▶ _OBJETIVOS_:
**A.** Reproduce del texto sobre los corresponsales de guerra el pasaje que va de "Corresponsal de guerra" a "las décadas posteriores.".
**B.** Organiza en una lista JSON de cadenas, una por cada línea y sin incluir las líneas en blanco, solo las líneas de las filas que van desde la línea con "Note: for each instance of the reflection" hasta la línea con "point(609, 453)", ambas incluidas.

▶ _EXTRACTO_:
····················

Escupir sobre los muertos

Nadie parecer querer recordar demasiado a Julio Anguita Parrado; tal vez porque tuvo el mal gusto de hacerse matar por el ejército del dictador iraquí

Corresponsal de guerra significa aristocracia periodística. Todo chaval que entra en la Facultad de Periodismo sabe eso. Y, de todas las mitologías, en mayor o menor medida respetables, que componen la leyenda del oficio, es la de esa aristocracia la que con más peso resuena en las ensoñaciones del periodista joven. Vietnam, sobre todo, fijó la épica de los aventureros de bolígrafo y casco. Aunque la imagen romántica venía de mucho más atrás. De la Gran Guerra del catorce, de entre cuyos cronistas salieron algunos de los mejores narradores del siglo XX; de la carnicería troglodítica a la cual conocemos como guerra civil española, por la cual pasaron lo mejor y lo peor de los hombres de letras europeos y americanos; de la segunda guerra mundial, de cuyo aliento sobrecogedor nació lo más grave de la narrativa de las décadas posteriores.

····················

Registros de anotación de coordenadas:
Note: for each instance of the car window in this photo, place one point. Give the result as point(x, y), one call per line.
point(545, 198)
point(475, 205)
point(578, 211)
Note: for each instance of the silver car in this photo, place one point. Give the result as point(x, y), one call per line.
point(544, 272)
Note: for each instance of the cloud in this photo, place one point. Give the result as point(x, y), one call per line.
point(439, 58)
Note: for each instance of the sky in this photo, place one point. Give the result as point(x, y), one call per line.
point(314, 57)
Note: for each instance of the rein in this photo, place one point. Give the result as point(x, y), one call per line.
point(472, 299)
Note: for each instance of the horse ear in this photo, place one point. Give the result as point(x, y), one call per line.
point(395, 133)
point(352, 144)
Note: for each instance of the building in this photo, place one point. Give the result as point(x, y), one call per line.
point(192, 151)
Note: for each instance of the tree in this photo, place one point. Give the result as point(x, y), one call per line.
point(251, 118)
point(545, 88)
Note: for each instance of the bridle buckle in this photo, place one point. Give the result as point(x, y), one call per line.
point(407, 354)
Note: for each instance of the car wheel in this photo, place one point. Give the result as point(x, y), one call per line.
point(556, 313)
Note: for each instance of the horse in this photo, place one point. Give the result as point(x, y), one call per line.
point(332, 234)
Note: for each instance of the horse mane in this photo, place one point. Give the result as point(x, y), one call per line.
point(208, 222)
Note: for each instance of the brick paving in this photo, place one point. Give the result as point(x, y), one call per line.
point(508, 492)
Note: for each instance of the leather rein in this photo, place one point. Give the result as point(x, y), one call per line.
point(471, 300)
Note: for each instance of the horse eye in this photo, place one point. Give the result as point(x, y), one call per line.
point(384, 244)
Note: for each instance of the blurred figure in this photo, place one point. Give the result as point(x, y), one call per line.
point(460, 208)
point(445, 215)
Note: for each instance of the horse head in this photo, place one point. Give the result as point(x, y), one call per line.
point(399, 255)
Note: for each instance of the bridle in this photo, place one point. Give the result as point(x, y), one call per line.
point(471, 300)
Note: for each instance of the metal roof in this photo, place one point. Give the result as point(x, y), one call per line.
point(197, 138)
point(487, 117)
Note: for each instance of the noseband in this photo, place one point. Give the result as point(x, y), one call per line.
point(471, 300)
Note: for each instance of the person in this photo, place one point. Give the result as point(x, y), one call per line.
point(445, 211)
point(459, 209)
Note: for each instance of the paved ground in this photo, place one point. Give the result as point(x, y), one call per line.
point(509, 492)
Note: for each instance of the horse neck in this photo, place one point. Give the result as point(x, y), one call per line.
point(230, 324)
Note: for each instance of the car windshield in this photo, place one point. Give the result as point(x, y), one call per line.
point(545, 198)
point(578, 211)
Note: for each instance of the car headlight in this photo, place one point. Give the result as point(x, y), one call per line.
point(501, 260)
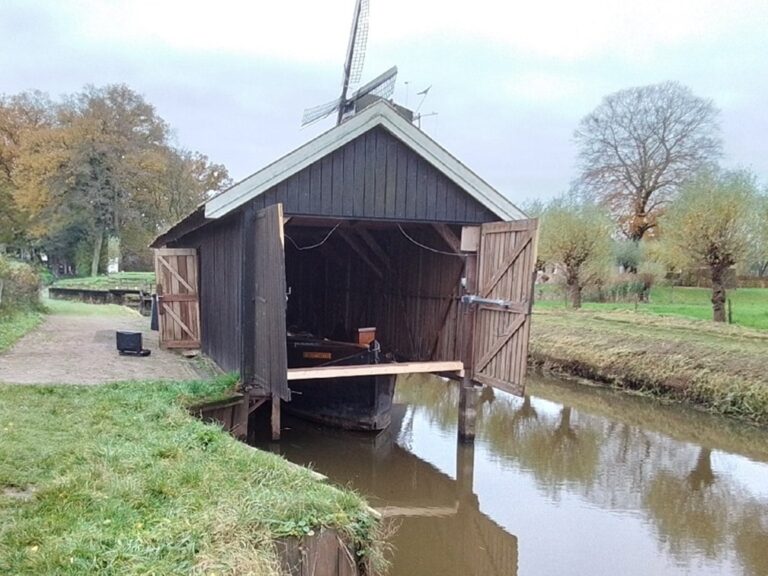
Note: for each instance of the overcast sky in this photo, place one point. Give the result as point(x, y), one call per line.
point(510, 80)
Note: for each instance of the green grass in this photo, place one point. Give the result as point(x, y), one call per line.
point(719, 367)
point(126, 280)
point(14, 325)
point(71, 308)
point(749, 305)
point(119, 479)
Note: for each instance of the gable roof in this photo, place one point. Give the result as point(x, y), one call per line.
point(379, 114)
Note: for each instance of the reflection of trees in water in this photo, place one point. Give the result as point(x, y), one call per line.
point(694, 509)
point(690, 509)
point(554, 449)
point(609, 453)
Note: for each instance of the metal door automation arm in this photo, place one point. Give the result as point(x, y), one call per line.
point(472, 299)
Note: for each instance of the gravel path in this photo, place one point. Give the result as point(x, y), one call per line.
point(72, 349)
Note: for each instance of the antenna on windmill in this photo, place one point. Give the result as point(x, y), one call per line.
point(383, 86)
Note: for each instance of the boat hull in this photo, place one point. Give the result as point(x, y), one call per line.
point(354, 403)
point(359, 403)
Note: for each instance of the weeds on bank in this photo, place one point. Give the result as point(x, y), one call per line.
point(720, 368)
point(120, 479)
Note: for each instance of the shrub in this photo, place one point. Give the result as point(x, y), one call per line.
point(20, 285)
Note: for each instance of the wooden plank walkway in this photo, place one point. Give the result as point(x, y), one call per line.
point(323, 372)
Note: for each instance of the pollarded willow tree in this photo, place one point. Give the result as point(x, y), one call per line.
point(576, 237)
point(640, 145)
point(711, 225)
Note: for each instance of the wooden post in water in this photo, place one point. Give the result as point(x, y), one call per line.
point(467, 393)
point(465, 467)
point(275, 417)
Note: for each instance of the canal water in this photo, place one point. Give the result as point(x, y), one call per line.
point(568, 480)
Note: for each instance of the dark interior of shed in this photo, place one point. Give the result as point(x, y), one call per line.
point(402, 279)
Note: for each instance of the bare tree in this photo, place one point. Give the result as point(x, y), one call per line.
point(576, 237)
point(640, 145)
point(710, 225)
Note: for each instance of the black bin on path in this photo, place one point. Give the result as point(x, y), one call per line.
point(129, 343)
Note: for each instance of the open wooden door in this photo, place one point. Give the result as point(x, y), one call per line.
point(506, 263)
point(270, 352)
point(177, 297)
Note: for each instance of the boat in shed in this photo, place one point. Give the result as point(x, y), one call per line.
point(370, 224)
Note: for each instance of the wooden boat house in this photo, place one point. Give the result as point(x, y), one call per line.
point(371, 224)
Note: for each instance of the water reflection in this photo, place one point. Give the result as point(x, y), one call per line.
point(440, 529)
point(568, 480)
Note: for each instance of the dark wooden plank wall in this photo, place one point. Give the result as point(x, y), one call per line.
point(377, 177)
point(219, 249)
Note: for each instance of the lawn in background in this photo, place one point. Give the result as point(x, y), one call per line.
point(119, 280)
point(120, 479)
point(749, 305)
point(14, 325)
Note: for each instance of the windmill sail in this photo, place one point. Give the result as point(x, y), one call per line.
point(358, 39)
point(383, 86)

····················

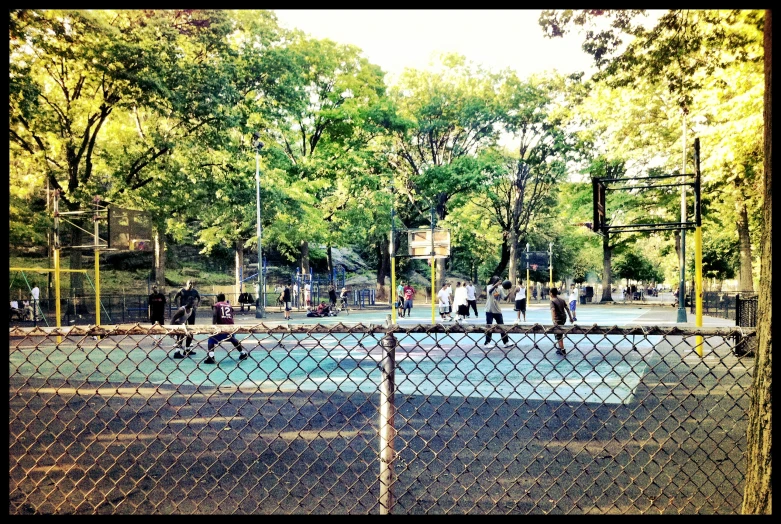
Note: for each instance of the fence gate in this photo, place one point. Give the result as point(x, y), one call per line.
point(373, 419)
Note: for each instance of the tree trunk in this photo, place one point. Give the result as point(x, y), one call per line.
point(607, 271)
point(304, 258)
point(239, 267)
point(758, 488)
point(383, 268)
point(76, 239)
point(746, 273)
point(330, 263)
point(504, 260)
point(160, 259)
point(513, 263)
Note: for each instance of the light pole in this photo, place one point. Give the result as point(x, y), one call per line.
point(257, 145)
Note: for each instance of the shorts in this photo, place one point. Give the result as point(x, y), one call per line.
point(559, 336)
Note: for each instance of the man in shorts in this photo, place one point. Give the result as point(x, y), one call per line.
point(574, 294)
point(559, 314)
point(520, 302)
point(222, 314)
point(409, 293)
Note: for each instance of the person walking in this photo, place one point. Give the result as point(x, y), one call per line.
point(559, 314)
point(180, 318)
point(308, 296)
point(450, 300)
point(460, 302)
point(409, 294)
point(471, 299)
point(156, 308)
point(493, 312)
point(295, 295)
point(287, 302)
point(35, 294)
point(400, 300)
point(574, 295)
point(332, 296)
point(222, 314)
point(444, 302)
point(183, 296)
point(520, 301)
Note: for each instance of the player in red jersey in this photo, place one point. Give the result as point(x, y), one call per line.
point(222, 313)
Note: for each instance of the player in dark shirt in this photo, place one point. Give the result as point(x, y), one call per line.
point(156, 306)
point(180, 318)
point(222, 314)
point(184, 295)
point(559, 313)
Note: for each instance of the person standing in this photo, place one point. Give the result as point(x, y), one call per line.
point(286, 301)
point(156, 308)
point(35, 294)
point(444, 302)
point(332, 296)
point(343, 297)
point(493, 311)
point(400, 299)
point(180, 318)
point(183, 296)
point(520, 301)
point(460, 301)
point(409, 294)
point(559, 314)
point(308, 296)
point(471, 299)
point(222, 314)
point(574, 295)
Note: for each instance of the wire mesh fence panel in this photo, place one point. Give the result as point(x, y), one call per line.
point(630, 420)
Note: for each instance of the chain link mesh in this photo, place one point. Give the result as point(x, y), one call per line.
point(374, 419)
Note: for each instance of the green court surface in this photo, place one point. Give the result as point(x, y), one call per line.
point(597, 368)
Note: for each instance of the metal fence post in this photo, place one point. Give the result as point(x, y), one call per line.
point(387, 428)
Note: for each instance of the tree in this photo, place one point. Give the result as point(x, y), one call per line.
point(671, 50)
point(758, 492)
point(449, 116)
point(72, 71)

····················

▶ _LISTA DE RESPUESTAS_:
**A.**
Corresponsal de guerra significa aristocracia periodística. Todo chaval que entra en la Facultad de Periodismo sabe eso. Y, de todas las mitologías, en mayor o menor medida respetables, que componen la leyenda del oficio, es la de esa aristocracia la que con más peso resuena en las ensoñaciones del periodista joven. Vietnam, sobre todo, fijó la épica de los aventureros de bolígrafo y casco. Aunque la imagen romántica venía de mucho más atrás. De la Gran Guerra del catorce, de entre cuyos cronistas salieron algunos de los mejores narradores del siglo XX; de la carnicería troglodítica a la cual conocemos como guerra civil española, por la cual pasaron lo mejor y lo peor de los hombres de letras europeos y americanos; de la segunda guerra mundial, de cuyo aliento sobrecogedor nació lo más grave de la narrativa de las décadas posteriores.

**B.**
[
  "Note: for each instance of the reflection of trees in water in this photo, place one point. Give the result as point(x, y), one call per line.",
  "point(694, 509)",
  "point(690, 509)",
  "point(554, 449)",
  "point(609, 453)"
]